*Provided text*
..........
# AI ENGINEER ASSIGNMENT CODE

So, there will be 2 different sections in this notebook, the first section will contain, hindi-to-english translation, summarization and sentiment analysis of the subsequent conversation (which was translated to English), and the second section, which contains direct sentiment analysis in Hindi using different models through the HuggingFace API, models that understand Hindi as well.

## SECTION 1: HINDI-TO-ENGLISH TRANSLATION, SUMMARIZATION AND SENTIMENT ANALYSIS

In [1]:
import transformers

In [10]:
conversation_hindi = """Recovery Agent (RA): नमस्ते श्री कुमार, मैं एक्स वाई जेड फाइनेंस से बोल रहा हूं। आपके लोन के बारे में बात करनी थी।
Borrower (B): हां, बोलिए। क्या बात है?
RA: सर, आपका पिछले महीने का EMI अभी तक नहीं आया है। क्या कोई समस्या है?
B: हां, थोड़ी दिक्कत है। मेरी नौकरी चली गई है और मैं नया काम ढूंढ रहा हूं।
RA: ओह, यह तो बुरा हुआ। लेकिन सर, आपको समझना होगा कि लोन का भुगतान समय पर करना बहुत जरूरी है।
B: मैं समझता हूं, लेकिन अभी मेरे पास पैसे नहीं हैं। क्या कुछ समय मिल सकता है?
RA: हम समझते हैं आपकी स्थिति। क्या आप अगले हफ्ते तक कुछ भुगतान कर सकते हैं?
B: मैं कोशिश करूंगा, लेकिन पूरा EMI नहीं दे पाऊंगा। क्या आधा भुगतान चलेगा?
RA: ठीक है, आधा भुगतान अगले हफ्ते तक कर दीजिए। बाकी का क्या प्लान है आपका?
B: मुझे उम्मीद है कि अगले महीने तक मुझे नया काम मिल जाएगा। तब मैं बाकी बकाया चुका दूंगा।
RA: ठीक है। तो हम ऐसा करते हैं - आप अगले हफ्ते तक आधा EMI जमा कर दीजिए, और अगले महीने के 15 तारीख तक बाकी का भुगतान कर दीजिए। क्या यह आपको स्वीकार है?
B: हां, यह ठीक रहेगा। मैं इस प्लान का पालन करने की पूरी कोशिश करूंगा।
RA: बहुत अच्छा। मैं आपको एक SMS भेज रहा हूं जिसमें भुगतान की डिटेल्स होंगी। कृपया इसका पालन करें और समय पर भुगतान करें।
B: ठीक है, धन्यवाद आपके समझने के लिए।
RA: आपका स्वागत है। अगर कोई और सवाल हो तो मुझे बताइएगा। अलविदा।
B: अलविदा।
"""
..........
*Given records*
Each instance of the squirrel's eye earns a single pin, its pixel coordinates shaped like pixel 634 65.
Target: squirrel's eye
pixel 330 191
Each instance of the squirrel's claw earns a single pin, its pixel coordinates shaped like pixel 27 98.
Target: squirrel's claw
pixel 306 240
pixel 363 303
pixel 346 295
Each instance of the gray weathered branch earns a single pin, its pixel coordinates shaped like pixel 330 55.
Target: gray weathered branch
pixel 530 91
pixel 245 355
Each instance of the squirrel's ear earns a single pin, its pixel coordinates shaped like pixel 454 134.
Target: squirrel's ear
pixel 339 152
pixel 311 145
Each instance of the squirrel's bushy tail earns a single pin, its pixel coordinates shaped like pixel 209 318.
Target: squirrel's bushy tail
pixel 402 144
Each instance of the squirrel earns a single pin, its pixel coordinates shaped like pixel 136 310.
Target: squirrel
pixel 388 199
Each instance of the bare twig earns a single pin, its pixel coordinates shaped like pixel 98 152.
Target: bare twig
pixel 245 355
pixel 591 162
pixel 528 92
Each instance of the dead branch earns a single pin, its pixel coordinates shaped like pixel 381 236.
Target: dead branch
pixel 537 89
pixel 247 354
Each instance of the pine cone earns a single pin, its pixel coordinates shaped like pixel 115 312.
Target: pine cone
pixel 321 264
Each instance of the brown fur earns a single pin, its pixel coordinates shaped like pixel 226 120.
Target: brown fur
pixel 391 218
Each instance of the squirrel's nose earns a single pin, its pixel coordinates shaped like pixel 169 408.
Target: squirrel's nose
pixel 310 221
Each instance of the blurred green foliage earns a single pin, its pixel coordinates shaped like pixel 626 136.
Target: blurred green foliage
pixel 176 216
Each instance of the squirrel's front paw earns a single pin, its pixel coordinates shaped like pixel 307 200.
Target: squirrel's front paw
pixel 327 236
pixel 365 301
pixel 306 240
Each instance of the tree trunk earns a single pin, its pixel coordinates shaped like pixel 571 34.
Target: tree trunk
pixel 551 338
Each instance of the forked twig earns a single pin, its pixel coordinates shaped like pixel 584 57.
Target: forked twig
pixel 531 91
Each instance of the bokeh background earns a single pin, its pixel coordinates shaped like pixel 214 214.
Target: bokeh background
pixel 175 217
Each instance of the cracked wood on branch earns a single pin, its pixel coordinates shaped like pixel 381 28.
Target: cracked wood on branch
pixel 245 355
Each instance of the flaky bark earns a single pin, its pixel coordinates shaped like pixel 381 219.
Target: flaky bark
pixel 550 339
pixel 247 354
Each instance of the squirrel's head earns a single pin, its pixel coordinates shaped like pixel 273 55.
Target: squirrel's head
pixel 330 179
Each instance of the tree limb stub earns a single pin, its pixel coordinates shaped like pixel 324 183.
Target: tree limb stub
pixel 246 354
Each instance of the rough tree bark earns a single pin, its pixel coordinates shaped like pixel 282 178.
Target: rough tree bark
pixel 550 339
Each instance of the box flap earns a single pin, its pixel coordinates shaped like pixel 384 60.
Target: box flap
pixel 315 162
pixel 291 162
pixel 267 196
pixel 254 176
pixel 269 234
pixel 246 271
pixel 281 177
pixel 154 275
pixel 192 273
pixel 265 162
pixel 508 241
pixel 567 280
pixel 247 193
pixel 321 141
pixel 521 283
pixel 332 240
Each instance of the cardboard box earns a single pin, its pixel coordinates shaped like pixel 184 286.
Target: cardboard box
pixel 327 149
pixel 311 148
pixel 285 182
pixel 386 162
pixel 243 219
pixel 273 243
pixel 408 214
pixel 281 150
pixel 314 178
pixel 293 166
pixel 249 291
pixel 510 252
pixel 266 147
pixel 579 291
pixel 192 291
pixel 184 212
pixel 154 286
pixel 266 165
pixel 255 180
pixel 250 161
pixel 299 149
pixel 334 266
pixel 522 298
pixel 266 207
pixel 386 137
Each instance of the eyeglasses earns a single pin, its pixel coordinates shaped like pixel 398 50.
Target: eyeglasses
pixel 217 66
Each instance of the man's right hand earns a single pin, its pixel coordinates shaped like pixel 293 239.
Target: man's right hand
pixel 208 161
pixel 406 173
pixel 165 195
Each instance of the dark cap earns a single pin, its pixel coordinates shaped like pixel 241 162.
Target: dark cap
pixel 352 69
..........
*Task instructions*
a - In the assignment notebook, why does the borrower say last month's EMI has not been paid, and why does he expect to pay off the remainder by the next month? Answer in one to three sentences.
b - Write the next part of the assignment notebook, picking up after the closing quotation marks of the Hindi conversation.

*Written answers*
a - The borrower has lost his job and is looking for new work, so he has no money right now. He expects to clear the rest of the dues next month because he hopes to have found a new job by then.

b -
### TRANSLATION

In [2]:
from transformers import MBartForConditionalGeneration, MBart50TokenizerFast

#using the mbart translation model from facebook, as at some point the conversation would have to be translated to english to summarize it.

model_name = "facebook/mbart-large-50-many-to-many-mmt"
model = MBartForConditionalGeneration.from_pretrained(model_name)
tokenizer = MBart50TokenizerFast.from_pretrained(model_name)

#to avoid exceeding input token length, I have split the conversation into segments, each segment separated by a newline and after ignoring empty strings, the code translates each
#line into Hindi and appends it to the full_translation variable

conv_segments = conversation_hindi.split("\n")
translated_conv_segments = []

for segment in conv_segments:
    if segment.strip(): 
        tokenizer.src_lang = "hi_IN"
        encoded_hi = tokenizer(segment, return_tensors="pt") #forms tokens in Hindi language
        generated_tokens = model.generate(**encoded_hi, forced_bos_token_id=tokenizer.lang_code_to_id["en_XX"])
        translation = tokenizer.batch_decode(generated_tokens, skip_special_tokens=True)[0] #decodes the generated tokens for each segment
        translated_conv_segments.append(translation)

full_translation = "\n".join(translated_conv_segments)

print("Full Translation:\n", full_translation)

Full Translation:
 Recovery Agent (RA): Hello Mr. Kumar, I'm talking to X Y Z Finance. I had to talk about your loan.
Borrower: Yes, speak. What's the matter?
RA: Sir, your last month's EMI hasn' t arrived yet. Is there a problem?
B: Yeah, I'm having a little trouble. My job' s gone and I'm looking for a new job.
RA: Oh, that's bad. But sir, you have to understand that it' s very important to pay the loan on time.
B: I understand, but I don 't have the money yet. Can I have some time?
RA: We understand your situation. Can you make some payments by next week?
B: I 'll try, but I can' t give the full EMI. Will half the payment go?
RA: Okay, make half the payment by next week. What's your plan for the rest?
B: I hope to get a new job by next month. Then I 'll pay the rest.
RA: All right. So we 'll do that - you deposit half of the EMI up to the next week, and pay the rest up to the 15th of next month. Do you accept that?
B: Yeah, it 'll be fine. I' ll do my best to follow this plan.
RA: V

### CONVERSATION SUMMARIZATION

In [7]:
from transformers import pipeline

#using the default distilbart summarizer model as it is sufficiently good at summarizing english text.
summarizer = pipeline("summarization")
summary = summarizer(full_translation, max_length=200, min_length=110, do_sample=False) 
print("\nSummary:\n", summary[0]['summary_text'])

No model was supplied, defaulted to sshleifer/distilbart-cnn-12-6 and revision a4f8f3e (https://huggingface.co/sshleifer/distilbart-cnn-12-6).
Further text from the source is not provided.